• **Document text**:
> I've updated all spkg's so that they now have an hg repo with the
> directory structure based on the one listed above. Comments and
> suggestions are welcomed. You can see them here:
> http://sage.math.washington.edu/home/dfdeshom/custom/spkg/

Fantastic!  The naming convention for spkgs that includes the .pn
post-fix where n labels the spkg version is probably not needed now.
My understanding is that label was loosely used as a sort of version
control.  I think simply having the hg repo for each solves that
problem.  Also, there doesn't seem to be any real consistent approach
for updating those numbers.  My though would be to get rid of them.

The other thing that I am not sure how to handle (part of this is my
lack of experience with hg) is the names of the directories
themselves, for example:

freetype-2.1.10.spkg

When freetype gets upgraded to 2.1.11, do we simply rename the
directory to freetype-2.1.11?  Will hg be happy with that?  Sorry, I
just don't know how hg treats directory renames.


> One note: I would prefer that READMET.txt be kept as SAGE.txt (or
> renamed to something else) because then it would be clear that
> modifications were made to the spkg. I tend to ignore README.txt's
> anyway because they don't tell you why you should read them.

I agree that README.txt is a little confusion, but because the spkgs
are being used outside of SAGE, I would name the file something that
emphasizes that it is really the readme for the spkg:

SPKG.txt
SPKG-README.txt

or something like that.  One of the things I have been working on (on
my private copies) is to decouple the spkg build system from the
details of sage itself.  This has mostly meant changing the name
"sage" to "spkg" in the context of the build system.

> On 6/1/07, Brian Granger <[EMAIL PROTECTED]> wrote:
> > 2.  The other scripts/makefiles involved in the spkg build process -
> > like newest_version, install, save-env, etc.

• **Source data**:
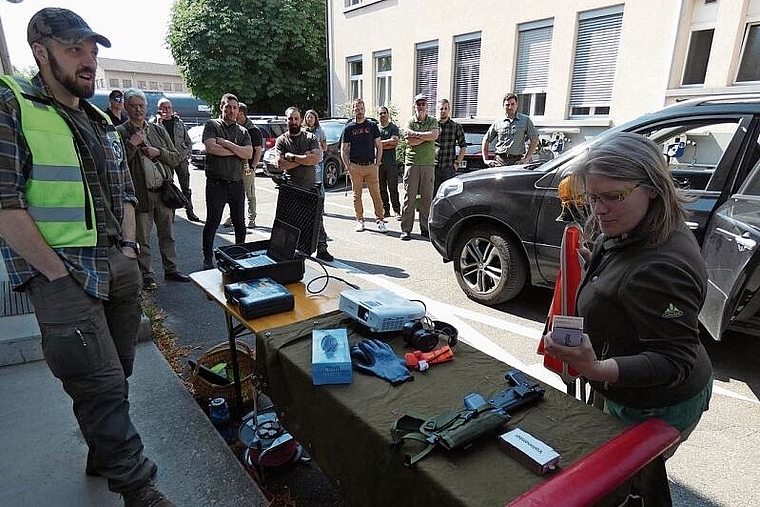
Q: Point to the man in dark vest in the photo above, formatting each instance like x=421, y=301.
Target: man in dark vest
x=228, y=149
x=67, y=236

• **Exercises**:
- 1) In the spkg message, what file names does the writer propose for the spkg readme?
- 2) Condense the paragraph of the spkg message that begins "Fantastic! The naming convention" into a short list, keeping its main facts.
The listing has no connection to the spkg message.

• **Results for the exercise**:
- 1) SPKG.txt or SPKG-README.txt.

- 2)
- The .pn suffix in spkg names, where n labels the spkg version, is probably no longer needed.
- The writer understands that the label served loosely as a kind of version control.
- An hg repo for each spkg solves that problem.
- The numbers are not updated in any consistent way.
- The writer suggests dropping them.